__What to produce__: Update the lines that begin at the line containing "The service MUST return one point per instance of the shoreline" and stop after the line containing "pixel 133 432" by replacing "apartment building" with "residential building". Give back only those lines, with everything else unchanged.

__Given data__:
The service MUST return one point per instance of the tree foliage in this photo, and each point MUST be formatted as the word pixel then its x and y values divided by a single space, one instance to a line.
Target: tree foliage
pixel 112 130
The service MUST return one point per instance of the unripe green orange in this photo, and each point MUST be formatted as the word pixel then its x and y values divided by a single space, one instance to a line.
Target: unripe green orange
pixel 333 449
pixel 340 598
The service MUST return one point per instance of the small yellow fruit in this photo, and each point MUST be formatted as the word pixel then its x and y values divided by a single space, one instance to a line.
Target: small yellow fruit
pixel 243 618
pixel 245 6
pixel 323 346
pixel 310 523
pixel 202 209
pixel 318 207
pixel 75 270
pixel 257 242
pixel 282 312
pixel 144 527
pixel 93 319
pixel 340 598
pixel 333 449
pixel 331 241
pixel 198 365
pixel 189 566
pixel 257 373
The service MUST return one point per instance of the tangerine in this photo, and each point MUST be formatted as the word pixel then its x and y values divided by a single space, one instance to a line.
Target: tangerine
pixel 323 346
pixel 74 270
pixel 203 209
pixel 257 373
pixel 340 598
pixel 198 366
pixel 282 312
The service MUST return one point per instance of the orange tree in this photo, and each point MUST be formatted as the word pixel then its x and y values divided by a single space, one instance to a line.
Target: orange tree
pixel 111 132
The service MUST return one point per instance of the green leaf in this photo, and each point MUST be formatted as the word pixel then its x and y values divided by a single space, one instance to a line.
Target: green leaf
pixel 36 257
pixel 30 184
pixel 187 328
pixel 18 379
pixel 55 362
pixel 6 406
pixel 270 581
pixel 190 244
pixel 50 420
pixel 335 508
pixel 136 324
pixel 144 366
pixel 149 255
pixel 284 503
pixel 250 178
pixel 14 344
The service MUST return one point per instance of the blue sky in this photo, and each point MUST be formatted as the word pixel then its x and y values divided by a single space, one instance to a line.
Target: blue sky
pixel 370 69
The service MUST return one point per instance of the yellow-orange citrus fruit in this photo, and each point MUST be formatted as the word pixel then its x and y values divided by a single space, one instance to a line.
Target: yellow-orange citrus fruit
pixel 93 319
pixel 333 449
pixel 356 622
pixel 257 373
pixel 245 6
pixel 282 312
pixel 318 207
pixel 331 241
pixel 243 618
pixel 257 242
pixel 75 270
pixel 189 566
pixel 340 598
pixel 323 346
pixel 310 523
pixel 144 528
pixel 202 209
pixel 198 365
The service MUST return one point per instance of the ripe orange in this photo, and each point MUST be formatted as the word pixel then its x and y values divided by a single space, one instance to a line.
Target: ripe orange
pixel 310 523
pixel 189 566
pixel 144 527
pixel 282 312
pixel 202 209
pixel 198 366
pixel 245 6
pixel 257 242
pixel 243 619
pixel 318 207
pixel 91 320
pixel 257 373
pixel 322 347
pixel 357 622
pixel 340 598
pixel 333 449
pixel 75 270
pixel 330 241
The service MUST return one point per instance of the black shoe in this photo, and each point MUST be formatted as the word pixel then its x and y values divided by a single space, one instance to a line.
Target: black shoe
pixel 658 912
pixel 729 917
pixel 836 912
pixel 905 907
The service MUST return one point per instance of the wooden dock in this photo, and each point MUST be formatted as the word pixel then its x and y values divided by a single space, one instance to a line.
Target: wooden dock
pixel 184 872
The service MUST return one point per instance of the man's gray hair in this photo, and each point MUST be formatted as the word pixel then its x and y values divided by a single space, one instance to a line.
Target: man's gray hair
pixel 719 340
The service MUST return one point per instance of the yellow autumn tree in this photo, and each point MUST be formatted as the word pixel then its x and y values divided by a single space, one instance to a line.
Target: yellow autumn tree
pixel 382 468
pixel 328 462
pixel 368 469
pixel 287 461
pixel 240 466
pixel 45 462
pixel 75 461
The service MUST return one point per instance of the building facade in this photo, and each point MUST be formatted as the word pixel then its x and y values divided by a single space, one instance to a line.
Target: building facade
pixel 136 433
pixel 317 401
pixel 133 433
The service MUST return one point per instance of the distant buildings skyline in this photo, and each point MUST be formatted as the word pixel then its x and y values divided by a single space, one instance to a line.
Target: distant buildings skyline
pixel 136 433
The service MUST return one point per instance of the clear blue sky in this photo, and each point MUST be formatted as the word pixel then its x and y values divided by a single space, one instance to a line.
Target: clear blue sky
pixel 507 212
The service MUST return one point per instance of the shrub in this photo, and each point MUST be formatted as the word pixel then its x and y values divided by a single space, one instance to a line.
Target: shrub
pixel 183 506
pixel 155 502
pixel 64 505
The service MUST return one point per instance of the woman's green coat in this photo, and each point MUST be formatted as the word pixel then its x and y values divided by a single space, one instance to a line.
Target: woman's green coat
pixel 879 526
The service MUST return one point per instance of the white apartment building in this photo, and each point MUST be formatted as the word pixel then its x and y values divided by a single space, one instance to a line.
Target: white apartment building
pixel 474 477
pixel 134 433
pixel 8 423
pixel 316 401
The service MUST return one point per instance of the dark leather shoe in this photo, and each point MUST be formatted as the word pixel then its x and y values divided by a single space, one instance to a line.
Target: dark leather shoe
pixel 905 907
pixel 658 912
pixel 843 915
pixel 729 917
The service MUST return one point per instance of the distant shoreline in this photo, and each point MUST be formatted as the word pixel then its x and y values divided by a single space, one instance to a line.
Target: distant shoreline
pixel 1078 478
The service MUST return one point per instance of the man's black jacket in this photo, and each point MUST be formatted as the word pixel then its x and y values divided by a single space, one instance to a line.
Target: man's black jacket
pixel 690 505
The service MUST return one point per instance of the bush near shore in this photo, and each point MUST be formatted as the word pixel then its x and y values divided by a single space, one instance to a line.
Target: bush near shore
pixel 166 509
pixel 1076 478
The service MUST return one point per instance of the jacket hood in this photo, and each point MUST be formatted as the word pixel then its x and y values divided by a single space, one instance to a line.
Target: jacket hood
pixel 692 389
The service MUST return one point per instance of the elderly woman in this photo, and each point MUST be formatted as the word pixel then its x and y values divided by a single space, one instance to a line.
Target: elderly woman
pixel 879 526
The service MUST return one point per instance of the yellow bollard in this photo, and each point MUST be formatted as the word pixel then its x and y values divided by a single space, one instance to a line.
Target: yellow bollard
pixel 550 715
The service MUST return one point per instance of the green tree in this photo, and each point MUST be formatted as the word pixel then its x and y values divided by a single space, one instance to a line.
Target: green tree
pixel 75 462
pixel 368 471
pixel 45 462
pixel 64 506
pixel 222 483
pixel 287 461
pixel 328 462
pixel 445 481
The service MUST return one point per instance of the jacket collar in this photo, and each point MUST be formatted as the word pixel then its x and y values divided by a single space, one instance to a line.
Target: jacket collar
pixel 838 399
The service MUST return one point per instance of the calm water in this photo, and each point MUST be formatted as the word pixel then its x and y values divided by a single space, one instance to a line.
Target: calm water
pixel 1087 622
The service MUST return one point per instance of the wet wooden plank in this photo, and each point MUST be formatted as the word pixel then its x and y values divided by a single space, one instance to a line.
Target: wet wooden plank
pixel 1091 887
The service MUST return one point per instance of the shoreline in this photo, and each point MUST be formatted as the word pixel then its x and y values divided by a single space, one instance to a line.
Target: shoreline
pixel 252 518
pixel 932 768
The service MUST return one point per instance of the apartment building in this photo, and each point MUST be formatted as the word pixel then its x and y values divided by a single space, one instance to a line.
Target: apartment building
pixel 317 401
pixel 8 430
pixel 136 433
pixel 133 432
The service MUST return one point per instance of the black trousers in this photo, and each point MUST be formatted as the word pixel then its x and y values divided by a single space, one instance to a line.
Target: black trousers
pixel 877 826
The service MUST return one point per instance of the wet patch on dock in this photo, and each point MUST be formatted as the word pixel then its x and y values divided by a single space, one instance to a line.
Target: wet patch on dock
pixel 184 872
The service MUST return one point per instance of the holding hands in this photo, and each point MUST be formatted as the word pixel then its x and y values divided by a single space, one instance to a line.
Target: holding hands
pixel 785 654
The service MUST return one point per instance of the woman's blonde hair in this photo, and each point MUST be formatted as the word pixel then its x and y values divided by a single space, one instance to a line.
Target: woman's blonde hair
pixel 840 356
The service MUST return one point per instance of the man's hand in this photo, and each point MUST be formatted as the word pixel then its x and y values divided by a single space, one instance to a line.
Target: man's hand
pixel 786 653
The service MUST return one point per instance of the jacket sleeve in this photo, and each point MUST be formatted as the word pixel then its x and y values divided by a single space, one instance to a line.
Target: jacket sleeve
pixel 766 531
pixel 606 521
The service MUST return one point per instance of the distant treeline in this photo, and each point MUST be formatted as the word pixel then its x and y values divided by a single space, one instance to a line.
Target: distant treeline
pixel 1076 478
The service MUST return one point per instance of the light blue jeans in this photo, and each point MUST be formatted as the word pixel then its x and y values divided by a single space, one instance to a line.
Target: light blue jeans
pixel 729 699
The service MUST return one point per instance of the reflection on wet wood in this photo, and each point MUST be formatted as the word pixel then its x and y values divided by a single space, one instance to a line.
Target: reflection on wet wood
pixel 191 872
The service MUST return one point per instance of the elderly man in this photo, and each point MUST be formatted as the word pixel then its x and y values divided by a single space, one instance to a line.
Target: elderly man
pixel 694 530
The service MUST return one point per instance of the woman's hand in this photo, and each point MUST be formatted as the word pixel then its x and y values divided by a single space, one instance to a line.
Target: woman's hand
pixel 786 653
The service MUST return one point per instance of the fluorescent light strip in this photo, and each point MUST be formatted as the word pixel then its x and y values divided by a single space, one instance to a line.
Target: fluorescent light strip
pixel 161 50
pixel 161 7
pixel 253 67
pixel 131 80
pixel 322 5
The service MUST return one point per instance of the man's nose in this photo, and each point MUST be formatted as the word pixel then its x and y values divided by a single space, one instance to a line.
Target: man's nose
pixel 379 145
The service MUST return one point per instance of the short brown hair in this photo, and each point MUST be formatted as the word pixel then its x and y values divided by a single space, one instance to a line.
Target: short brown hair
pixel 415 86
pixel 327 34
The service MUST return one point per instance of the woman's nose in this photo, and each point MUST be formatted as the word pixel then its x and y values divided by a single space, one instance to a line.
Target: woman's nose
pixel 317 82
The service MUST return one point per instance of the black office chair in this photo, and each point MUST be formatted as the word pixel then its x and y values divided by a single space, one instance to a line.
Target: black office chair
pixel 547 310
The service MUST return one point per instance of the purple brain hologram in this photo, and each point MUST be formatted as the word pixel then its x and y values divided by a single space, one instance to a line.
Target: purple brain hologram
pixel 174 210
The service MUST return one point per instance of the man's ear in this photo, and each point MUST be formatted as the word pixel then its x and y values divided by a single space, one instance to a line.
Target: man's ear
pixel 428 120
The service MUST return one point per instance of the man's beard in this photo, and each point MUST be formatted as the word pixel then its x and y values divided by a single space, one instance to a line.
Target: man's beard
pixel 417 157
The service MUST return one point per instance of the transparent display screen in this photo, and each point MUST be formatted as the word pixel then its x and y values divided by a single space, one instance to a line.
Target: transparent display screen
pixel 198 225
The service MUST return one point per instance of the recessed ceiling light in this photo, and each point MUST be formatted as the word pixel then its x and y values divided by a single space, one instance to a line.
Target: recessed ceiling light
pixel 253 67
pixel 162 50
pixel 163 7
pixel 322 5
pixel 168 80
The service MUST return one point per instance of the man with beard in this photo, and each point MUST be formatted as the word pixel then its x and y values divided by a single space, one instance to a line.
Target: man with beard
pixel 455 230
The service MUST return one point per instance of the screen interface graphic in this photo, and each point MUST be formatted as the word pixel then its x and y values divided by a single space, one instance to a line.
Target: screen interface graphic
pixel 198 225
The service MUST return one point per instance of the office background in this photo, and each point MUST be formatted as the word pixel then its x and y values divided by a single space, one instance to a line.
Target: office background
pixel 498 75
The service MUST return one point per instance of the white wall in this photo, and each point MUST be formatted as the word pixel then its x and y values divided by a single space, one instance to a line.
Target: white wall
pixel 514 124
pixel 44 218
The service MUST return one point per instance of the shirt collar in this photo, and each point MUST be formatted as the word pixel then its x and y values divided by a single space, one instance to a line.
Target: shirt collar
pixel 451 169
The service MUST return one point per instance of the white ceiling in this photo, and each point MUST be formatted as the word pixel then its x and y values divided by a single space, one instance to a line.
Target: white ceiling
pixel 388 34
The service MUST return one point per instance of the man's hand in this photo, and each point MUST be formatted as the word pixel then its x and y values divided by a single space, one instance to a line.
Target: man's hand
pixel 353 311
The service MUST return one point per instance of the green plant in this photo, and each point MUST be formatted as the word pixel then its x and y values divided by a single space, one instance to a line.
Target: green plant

__Right answer__:
The service MUST return one point per instance of the shoreline in this photo, and each point MUST be formatted as the word pixel then its x and y values divided by a single space, one instance to a line.
Target: shoreline
pixel 252 518
pixel 932 768
The service MUST return one point per instance of the residential building in this photo, and each point MUST be formatted as the word pixel then its x and y values divided by a single space, one instance to a line.
Target: residential building
pixel 317 401
pixel 8 430
pixel 136 433
pixel 133 432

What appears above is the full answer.